▶ _PROVIDED MATERIAL_

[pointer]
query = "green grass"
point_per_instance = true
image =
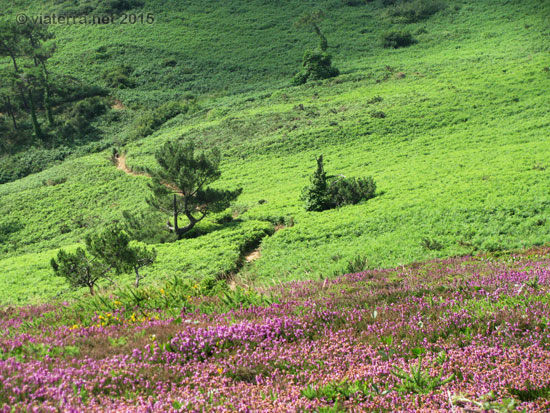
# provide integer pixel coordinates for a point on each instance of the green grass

---

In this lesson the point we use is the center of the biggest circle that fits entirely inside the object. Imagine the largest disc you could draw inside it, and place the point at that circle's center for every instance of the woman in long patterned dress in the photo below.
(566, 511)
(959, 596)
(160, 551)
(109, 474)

▶ _ACTIVITY_
In the listing above, find the line containing "point_per_instance = true" and the line containing "# provide integer", then output those two lines and everything between them exactly as written, without the images.

▶ _EXERCISE OUTPUT_
point_per_instance = true
image =
# provide integer pixel coordinates for a point on each instance of the green grass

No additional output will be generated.